▶ [TASK DESCRIPTION]
From the line that includes "[point] black ceramic" to the last line of the records that follow, copy every line exactly and nothing more, omitting pictures.

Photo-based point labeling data

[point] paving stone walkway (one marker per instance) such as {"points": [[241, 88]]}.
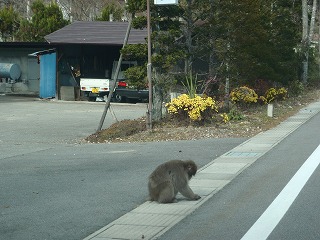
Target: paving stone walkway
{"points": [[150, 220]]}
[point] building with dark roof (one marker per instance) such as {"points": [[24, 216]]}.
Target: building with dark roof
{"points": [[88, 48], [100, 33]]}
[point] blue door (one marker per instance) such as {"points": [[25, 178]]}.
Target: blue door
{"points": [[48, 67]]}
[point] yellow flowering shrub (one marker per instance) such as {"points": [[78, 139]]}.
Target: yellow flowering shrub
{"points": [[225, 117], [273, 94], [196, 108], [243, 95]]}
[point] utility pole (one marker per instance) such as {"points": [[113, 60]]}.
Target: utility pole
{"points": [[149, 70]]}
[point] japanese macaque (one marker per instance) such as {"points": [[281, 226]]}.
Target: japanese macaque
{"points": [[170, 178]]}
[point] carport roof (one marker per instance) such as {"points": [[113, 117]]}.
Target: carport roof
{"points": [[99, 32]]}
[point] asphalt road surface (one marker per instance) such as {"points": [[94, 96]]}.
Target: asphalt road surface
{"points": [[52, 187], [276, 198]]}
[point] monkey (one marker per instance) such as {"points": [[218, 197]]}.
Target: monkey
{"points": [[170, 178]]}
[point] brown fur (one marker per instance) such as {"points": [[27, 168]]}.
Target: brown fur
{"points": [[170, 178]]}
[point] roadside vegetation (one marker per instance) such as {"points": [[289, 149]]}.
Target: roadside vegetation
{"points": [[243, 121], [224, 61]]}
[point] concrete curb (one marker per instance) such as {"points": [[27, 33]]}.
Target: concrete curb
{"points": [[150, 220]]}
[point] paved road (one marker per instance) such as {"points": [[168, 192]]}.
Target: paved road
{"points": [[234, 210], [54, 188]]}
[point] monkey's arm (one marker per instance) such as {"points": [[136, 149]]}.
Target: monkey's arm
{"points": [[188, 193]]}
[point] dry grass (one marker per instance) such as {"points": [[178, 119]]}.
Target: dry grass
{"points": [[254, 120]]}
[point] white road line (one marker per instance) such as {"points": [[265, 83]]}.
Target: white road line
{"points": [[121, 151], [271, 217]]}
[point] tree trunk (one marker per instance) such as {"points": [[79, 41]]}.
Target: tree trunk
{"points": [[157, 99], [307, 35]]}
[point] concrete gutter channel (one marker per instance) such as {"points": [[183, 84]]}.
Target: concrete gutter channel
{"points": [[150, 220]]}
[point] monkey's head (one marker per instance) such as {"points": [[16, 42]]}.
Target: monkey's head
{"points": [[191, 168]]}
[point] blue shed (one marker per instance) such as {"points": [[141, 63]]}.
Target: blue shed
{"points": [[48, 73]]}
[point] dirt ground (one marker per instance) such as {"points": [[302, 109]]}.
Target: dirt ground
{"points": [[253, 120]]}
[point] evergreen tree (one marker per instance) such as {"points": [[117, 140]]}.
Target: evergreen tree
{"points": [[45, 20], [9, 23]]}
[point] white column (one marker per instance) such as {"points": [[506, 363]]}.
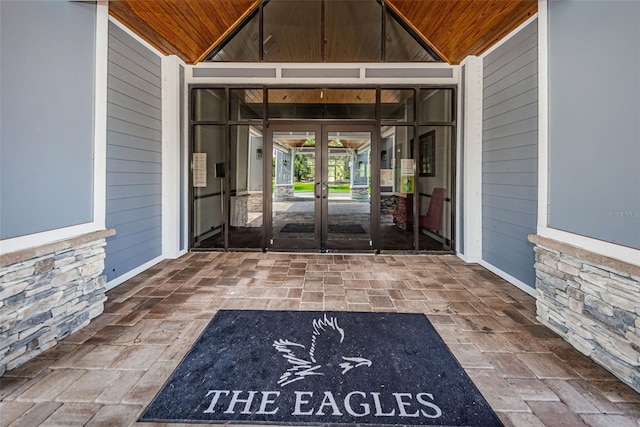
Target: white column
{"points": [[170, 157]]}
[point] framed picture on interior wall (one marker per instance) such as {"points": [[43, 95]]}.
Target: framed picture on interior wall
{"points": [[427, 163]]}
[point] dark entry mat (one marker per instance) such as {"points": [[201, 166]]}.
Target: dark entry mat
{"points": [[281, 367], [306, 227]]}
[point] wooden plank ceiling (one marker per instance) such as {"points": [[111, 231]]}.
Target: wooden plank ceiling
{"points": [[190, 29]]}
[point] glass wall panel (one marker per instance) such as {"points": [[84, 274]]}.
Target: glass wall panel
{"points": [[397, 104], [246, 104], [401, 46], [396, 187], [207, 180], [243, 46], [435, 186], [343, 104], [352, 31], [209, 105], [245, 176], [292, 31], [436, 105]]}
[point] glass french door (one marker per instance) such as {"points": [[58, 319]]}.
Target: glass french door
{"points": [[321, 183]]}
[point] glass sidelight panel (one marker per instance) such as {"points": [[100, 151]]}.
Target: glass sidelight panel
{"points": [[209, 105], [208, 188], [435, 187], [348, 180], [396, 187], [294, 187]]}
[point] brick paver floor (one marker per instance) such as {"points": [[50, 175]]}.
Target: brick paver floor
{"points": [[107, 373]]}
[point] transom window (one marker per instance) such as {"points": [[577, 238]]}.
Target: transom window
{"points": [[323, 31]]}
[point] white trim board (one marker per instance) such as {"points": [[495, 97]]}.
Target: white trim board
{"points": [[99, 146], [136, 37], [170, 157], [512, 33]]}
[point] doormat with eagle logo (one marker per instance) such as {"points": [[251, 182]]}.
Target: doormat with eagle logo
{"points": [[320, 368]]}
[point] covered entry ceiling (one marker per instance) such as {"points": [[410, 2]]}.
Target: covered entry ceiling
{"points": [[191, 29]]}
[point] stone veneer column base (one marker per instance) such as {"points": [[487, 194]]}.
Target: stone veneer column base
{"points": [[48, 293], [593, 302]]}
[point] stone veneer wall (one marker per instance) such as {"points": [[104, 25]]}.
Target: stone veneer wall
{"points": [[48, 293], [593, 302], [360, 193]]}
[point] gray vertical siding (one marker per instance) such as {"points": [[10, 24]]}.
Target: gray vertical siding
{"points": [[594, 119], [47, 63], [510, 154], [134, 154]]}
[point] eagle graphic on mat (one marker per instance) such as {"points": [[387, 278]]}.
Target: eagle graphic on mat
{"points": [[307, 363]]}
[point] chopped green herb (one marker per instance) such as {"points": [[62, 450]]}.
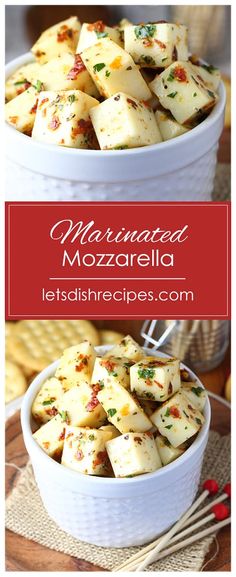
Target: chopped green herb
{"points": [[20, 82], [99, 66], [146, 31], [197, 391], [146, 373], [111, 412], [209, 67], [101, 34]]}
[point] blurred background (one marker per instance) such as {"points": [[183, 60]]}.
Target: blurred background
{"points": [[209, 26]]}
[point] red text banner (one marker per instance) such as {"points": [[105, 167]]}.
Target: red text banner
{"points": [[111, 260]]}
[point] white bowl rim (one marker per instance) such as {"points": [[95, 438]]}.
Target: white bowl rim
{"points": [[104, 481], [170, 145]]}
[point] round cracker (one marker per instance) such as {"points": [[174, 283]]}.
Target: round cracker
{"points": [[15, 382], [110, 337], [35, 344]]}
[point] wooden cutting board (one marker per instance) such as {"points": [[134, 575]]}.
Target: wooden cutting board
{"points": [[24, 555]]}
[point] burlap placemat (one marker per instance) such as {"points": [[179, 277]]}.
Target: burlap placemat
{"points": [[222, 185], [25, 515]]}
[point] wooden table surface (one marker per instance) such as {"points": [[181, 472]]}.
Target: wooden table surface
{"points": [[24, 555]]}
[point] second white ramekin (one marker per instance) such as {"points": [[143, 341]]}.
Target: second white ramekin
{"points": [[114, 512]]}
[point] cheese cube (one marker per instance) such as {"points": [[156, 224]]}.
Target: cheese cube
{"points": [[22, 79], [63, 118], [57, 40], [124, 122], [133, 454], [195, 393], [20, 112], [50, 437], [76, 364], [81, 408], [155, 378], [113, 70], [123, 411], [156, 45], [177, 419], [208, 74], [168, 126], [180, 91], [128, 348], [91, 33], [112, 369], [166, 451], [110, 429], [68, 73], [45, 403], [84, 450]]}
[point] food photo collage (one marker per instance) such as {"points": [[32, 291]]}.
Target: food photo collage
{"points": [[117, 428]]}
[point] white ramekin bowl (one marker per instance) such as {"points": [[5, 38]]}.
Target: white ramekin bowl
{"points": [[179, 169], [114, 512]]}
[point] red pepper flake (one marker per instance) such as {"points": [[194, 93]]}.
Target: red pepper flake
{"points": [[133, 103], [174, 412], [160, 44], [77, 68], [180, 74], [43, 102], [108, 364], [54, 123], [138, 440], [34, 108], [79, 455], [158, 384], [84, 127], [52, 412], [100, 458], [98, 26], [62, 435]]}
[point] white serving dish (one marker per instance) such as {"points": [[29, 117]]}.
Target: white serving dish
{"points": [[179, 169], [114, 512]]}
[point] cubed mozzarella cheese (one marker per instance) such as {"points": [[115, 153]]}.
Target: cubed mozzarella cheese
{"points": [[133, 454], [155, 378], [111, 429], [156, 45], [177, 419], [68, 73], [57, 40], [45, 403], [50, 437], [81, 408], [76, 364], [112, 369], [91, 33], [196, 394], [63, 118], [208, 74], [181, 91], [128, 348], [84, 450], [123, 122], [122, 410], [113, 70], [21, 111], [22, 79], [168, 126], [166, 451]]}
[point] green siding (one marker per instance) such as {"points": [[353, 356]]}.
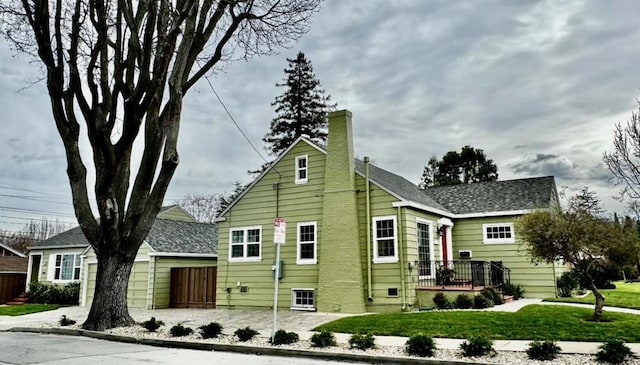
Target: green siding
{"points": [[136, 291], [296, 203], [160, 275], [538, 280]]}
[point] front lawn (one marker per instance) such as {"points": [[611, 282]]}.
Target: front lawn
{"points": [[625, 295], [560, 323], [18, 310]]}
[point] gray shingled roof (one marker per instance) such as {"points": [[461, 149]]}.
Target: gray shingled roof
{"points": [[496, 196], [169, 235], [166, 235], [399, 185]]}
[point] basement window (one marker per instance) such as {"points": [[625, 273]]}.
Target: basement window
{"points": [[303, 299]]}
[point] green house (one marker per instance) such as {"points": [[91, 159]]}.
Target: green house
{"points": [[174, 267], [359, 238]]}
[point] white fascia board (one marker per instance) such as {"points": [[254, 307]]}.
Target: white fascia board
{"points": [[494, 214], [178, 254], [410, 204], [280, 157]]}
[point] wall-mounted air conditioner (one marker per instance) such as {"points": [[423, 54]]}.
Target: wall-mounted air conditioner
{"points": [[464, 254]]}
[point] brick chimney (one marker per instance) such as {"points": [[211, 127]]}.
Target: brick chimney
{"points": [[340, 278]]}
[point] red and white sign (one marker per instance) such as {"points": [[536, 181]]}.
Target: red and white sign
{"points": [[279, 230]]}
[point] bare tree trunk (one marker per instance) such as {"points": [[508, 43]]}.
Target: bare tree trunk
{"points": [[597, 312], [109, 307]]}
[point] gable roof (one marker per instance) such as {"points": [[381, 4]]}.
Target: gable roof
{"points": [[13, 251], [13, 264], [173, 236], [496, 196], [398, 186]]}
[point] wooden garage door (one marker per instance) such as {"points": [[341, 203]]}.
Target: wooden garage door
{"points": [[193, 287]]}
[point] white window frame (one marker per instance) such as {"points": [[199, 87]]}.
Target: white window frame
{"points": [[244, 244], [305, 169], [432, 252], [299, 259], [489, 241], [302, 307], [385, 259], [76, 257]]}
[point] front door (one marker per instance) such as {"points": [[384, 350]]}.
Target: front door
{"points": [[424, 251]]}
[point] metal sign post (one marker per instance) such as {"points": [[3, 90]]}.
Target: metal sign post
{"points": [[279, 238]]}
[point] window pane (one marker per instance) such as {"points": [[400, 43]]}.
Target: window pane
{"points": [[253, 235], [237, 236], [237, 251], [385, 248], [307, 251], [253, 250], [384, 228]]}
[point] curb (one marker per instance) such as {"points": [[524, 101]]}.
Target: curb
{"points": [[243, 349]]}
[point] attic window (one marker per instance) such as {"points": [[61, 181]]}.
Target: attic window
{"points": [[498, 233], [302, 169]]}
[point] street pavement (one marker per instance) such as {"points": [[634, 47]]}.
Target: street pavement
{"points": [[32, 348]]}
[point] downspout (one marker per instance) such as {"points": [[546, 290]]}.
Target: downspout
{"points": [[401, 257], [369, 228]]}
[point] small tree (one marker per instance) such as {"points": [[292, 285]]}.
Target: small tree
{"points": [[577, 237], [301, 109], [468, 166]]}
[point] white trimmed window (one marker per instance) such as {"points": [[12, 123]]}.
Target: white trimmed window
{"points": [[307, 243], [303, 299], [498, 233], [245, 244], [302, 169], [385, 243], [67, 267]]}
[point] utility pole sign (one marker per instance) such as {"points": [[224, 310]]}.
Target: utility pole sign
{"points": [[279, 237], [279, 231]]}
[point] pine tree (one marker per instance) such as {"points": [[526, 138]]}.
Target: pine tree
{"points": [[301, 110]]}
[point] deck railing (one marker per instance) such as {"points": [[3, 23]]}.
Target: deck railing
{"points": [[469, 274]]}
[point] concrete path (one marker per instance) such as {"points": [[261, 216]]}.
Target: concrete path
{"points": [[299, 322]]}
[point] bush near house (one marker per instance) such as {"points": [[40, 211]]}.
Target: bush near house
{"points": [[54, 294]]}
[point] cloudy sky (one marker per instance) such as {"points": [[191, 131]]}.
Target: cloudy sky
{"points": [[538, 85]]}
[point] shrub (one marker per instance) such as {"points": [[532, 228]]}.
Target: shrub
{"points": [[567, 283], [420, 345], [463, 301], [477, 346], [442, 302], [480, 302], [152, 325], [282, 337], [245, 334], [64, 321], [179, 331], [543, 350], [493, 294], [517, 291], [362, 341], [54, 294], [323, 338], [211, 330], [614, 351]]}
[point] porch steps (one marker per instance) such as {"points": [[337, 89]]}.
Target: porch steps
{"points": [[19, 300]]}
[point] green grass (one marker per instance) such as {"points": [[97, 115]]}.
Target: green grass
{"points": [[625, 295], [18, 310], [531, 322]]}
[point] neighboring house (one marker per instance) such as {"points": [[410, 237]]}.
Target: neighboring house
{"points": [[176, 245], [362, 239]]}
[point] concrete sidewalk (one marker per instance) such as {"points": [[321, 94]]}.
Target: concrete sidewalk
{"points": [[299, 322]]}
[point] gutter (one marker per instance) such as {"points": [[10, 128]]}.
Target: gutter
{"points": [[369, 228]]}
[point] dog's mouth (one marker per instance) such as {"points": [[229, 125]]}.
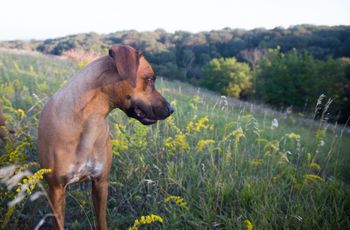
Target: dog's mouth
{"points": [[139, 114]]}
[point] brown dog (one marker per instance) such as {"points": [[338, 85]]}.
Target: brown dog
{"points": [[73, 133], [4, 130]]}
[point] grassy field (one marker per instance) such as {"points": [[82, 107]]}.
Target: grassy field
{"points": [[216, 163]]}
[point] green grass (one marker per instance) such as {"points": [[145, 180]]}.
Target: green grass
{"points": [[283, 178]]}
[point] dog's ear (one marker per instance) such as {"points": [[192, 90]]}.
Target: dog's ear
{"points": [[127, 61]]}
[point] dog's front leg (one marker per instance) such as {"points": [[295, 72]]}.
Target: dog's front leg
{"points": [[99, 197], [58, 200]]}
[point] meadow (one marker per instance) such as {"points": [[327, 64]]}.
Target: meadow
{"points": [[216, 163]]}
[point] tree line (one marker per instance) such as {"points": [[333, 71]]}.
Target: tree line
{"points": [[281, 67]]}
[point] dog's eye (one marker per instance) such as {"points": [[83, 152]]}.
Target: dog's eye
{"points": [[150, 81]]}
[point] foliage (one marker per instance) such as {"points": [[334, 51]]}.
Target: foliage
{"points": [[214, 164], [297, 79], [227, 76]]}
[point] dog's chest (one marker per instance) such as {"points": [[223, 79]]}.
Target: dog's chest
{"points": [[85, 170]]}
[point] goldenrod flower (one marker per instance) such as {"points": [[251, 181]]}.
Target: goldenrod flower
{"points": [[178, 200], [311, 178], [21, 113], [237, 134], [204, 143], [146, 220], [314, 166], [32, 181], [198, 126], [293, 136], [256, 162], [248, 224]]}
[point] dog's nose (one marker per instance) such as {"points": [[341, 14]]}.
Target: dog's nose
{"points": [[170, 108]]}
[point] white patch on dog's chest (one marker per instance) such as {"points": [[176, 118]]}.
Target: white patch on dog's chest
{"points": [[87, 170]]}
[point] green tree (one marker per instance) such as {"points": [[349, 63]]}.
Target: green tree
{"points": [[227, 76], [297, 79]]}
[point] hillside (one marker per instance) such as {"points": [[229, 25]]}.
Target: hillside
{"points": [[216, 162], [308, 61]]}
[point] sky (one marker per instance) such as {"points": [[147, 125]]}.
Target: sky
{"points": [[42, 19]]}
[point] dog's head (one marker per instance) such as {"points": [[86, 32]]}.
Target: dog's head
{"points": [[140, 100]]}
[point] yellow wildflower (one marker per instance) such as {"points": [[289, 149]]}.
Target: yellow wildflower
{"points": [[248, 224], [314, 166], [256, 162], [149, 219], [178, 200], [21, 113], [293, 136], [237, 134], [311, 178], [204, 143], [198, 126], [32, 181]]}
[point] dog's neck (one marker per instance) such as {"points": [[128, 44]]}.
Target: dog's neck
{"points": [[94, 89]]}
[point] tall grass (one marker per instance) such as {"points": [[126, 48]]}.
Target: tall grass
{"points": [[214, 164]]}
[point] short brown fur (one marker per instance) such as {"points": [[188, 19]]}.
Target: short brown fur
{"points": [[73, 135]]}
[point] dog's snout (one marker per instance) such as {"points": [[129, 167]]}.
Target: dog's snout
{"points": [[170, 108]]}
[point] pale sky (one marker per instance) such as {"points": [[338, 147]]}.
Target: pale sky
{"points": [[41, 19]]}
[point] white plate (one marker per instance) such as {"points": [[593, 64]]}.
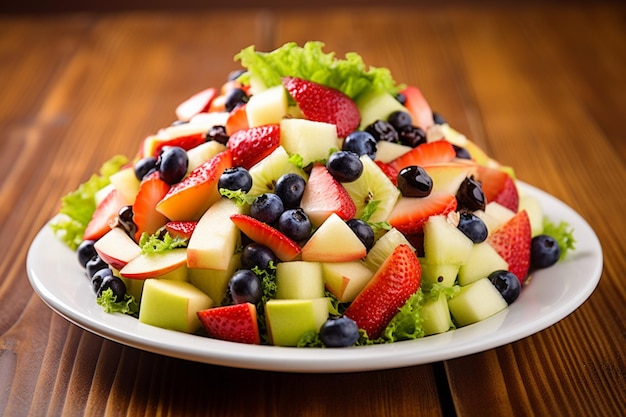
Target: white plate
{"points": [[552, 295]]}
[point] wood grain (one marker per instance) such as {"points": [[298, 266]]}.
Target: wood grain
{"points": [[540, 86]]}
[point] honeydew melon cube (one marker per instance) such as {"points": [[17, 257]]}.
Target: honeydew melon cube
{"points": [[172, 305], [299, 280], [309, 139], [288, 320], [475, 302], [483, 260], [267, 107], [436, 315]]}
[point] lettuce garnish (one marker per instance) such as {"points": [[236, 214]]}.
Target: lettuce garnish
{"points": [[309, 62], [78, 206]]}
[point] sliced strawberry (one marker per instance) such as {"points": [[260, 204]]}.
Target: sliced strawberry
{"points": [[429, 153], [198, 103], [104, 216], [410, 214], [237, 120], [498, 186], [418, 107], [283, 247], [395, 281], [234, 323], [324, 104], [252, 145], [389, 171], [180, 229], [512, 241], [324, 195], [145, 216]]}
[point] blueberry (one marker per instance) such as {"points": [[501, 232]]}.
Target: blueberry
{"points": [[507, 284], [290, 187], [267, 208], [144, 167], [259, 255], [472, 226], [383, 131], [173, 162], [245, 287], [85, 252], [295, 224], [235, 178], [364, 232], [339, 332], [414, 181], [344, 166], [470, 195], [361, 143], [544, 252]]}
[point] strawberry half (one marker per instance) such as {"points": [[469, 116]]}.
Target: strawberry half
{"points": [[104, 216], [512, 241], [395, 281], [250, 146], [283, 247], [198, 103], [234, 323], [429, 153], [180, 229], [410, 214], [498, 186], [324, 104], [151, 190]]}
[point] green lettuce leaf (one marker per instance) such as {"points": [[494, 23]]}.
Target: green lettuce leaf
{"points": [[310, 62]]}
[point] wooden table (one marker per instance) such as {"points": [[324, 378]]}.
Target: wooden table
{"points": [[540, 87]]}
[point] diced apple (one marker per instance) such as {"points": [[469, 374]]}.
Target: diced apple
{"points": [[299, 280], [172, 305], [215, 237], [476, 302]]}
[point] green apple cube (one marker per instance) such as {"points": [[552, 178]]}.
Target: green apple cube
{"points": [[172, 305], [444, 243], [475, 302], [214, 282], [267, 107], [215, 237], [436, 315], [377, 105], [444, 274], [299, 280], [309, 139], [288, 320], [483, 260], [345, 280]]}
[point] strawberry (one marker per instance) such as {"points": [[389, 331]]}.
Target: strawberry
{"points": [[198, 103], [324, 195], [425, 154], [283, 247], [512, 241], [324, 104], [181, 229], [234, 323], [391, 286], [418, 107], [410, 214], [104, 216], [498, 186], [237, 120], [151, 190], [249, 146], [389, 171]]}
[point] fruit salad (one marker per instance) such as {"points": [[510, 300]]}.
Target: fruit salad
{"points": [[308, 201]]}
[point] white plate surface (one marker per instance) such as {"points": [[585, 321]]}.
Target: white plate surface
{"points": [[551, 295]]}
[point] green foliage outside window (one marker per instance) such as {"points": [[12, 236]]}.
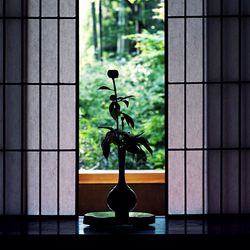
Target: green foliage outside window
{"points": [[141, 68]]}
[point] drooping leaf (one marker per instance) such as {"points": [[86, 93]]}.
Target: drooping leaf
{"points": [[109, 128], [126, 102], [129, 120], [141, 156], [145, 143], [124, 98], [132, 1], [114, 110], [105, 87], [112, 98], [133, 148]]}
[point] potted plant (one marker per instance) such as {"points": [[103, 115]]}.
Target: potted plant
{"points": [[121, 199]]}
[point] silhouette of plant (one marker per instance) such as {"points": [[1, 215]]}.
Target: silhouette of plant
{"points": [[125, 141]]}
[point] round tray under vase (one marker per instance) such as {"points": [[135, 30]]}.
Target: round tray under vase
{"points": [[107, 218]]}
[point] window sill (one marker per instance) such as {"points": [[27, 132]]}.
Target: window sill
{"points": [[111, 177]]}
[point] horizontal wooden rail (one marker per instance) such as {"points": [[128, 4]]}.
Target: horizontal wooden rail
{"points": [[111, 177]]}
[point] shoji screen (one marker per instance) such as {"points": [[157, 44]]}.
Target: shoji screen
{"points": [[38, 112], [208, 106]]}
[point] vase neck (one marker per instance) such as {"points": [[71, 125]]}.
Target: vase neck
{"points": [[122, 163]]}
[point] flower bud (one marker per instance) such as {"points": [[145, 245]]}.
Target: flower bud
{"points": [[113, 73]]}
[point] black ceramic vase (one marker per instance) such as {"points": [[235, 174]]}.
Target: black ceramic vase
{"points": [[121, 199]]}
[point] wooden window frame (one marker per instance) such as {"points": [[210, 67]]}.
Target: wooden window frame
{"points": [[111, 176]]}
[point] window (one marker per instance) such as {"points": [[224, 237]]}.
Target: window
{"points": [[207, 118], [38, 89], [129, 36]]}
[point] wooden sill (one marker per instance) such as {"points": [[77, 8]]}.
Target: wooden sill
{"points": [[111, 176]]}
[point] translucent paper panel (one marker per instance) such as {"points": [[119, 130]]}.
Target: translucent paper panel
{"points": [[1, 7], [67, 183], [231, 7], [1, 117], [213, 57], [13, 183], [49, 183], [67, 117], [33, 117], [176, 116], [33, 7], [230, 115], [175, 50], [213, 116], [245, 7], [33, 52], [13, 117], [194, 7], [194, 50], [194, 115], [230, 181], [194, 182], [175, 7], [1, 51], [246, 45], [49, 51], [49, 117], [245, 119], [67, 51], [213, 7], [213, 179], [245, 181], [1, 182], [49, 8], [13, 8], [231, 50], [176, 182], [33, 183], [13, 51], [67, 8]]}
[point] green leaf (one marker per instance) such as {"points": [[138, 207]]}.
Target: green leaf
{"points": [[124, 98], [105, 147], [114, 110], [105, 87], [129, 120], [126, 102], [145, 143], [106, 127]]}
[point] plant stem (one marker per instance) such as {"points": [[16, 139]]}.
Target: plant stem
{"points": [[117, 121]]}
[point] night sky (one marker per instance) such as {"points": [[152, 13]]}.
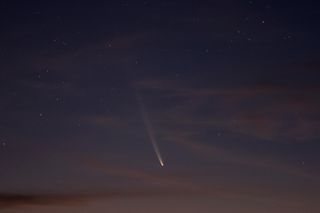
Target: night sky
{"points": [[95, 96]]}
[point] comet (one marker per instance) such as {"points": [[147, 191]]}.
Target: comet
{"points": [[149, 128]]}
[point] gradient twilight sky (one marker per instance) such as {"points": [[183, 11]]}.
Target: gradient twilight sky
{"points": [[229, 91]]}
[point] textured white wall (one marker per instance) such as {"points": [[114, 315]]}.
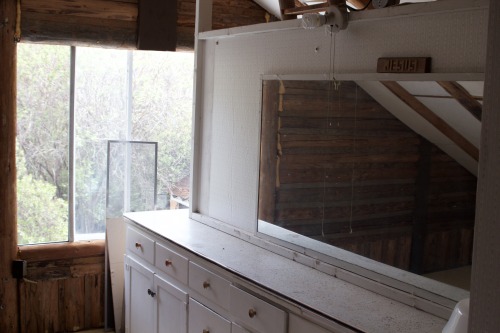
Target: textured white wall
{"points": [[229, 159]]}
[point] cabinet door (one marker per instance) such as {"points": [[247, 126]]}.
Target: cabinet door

▶ [SOLUTION TO THE EXERCISE]
[point] black ceramic vase (one marker per instance) such as {"points": [[235, 174]]}.
Target: black ceramic vase
{"points": [[121, 199]]}
[point] wooden window frame (one marker per instance) such as {"points": [[210, 67]]}.
Target: wooden window frame
{"points": [[111, 176]]}
[point] window (one marker per instance) such as {"points": [[224, 237]]}.
Target: window
{"points": [[207, 118], [38, 89], [129, 36]]}
[point] wooden sill (one marker per instance) such as {"points": [[77, 8]]}.
Target: wooden sill
{"points": [[111, 176]]}
[point] translucent paper panel (one marker per instance) such as {"points": [[119, 130]]}.
Target: translucent paper panel
{"points": [[1, 7], [67, 183], [231, 7], [1, 117], [213, 57], [13, 183], [49, 183], [67, 117], [33, 117], [176, 116], [33, 7], [230, 115], [175, 50], [213, 116], [245, 7], [33, 52], [13, 117], [194, 7], [194, 50], [194, 115], [230, 181], [194, 182], [175, 7], [1, 51], [246, 45], [49, 51], [49, 117], [245, 119], [67, 51], [213, 7], [213, 179], [245, 181], [1, 182], [49, 8], [13, 8], [231, 50], [176, 182], [33, 183], [13, 51], [67, 8]]}
[point] green leaf (one marker per instance) such as {"points": [[138, 207]]}.
Target: green leaf
{"points": [[124, 98], [105, 147], [114, 110], [105, 87], [129, 120], [126, 102], [145, 143], [106, 127]]}
[point] plant stem (one marker per instance) such as {"points": [[16, 139]]}.
Target: plant stem
{"points": [[117, 121]]}
[point] night sky (one marker per instance) such as {"points": [[152, 13]]}.
Target: night sky
{"points": [[95, 96]]}
[point] comet (one marker per instance) such as {"points": [[147, 191]]}.
Target: comet
{"points": [[149, 128]]}
[point] gradient twilight sky (one marker per instance) such as {"points": [[183, 11]]}.
Target: gradient twilight sky
{"points": [[229, 91]]}
[point] textured white wall (one marker per instance) such as {"points": [[114, 315]]}.
Target: textured white wall
{"points": [[229, 159]]}
[point] cabinet door (one marker per instance) such as {"points": [[247, 126]]}.
Target: cabinet door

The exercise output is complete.